SET PROBLEM:
Copy every line of the data below word for word, keeping the same order.

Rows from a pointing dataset
###

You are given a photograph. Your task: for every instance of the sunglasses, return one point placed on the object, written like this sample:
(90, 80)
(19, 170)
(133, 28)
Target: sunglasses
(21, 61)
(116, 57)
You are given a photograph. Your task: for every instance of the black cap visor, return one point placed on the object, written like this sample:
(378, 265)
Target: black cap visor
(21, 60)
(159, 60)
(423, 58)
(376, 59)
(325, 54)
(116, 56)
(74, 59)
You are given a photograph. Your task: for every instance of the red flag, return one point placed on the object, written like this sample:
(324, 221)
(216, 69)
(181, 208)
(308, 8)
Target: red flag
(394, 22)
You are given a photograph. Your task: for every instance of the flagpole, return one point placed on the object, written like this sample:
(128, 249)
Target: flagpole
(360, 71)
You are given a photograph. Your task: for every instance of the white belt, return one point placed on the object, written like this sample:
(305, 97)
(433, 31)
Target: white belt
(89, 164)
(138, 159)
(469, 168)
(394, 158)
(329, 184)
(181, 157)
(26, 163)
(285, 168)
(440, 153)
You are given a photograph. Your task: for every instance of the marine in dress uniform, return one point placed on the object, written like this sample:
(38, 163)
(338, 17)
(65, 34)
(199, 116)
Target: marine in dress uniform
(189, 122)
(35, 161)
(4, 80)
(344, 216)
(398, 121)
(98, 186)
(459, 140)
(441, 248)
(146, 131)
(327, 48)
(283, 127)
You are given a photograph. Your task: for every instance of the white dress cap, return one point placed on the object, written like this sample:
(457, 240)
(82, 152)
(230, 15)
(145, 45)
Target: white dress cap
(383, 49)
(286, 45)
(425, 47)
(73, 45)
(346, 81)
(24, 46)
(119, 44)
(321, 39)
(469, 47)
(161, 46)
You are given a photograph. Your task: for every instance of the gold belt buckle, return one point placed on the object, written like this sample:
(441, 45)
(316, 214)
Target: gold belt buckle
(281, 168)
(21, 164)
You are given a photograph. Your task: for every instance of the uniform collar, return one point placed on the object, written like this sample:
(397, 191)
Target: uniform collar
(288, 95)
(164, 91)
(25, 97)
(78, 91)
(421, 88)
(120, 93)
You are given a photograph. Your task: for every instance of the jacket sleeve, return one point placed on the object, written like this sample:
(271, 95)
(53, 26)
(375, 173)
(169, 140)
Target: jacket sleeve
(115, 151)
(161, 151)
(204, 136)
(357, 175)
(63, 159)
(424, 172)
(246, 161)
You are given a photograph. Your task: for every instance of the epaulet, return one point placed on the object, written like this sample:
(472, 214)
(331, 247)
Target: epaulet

###

EXPECTED ANSWER:
You are given a photograph. Your task: for every instance of the sunglasses, return one point placed on the object, written like this sample:
(90, 80)
(19, 170)
(133, 28)
Target: sunglasses
(21, 61)
(116, 57)
You are given a photograph. Your task: for every instance of the black cap visor, return one point placed on the object, written like this sample:
(378, 265)
Target: black cap visor
(21, 60)
(159, 60)
(423, 58)
(376, 59)
(325, 54)
(116, 56)
(74, 59)
You are given a photograph. Your task: for every instance of the red flag, return one point placed on the object, written like this sample:
(324, 221)
(216, 69)
(181, 208)
(308, 8)
Target: red flag
(394, 22)
You are given a photograph. Your task: for every instance of the flagpole, return one point placed on the object, written like this sample:
(128, 249)
Target: flagpole
(360, 71)
You are given a photograph. Your task: for every instance of the white belt, return one point placed on the object, written like this sample:
(305, 97)
(433, 31)
Target: white belt
(89, 164)
(138, 159)
(469, 168)
(394, 158)
(329, 184)
(181, 157)
(26, 163)
(285, 168)
(440, 153)
You are given a photograph. Your task: for every instance of the marine in dress uniform, return one point placed on the object, written like this sample:
(38, 163)
(338, 17)
(65, 34)
(199, 116)
Target: marine in dress uniform
(189, 122)
(35, 161)
(4, 80)
(344, 216)
(398, 121)
(98, 186)
(459, 140)
(441, 248)
(146, 131)
(327, 48)
(283, 127)
You are given a photograph. Your task: for every instance of the white dress cap, return one point placed on the object, written like this sample:
(457, 240)
(82, 152)
(230, 15)
(145, 45)
Target: white dress cap
(383, 49)
(286, 45)
(425, 47)
(73, 45)
(346, 81)
(24, 46)
(119, 44)
(321, 39)
(469, 47)
(161, 46)
You are given a photograph. Your task: for every instance of the gold belt buckle, return one point placed on the object, written like this sample:
(441, 45)
(316, 214)
Target: gold belt buckle
(281, 168)
(21, 164)
You are given a photograph. Your task: for every instance of the uniform collar, return one point placed on the object, written like this sample:
(397, 191)
Target: uniform collar
(288, 95)
(164, 91)
(25, 97)
(78, 91)
(421, 88)
(120, 93)
You are given a photograph. Your task: for every instance of the jacket sleeve, return one point placed on the object, written like this sample:
(271, 95)
(53, 26)
(375, 173)
(169, 140)
Target: jacket sleeve
(115, 151)
(161, 151)
(204, 136)
(357, 175)
(63, 159)
(424, 172)
(246, 161)
You are given a photograph. Your task: for every instance of the epaulet, return one point placed on the object, written like this sample:
(472, 214)
(331, 247)
Target: epaulet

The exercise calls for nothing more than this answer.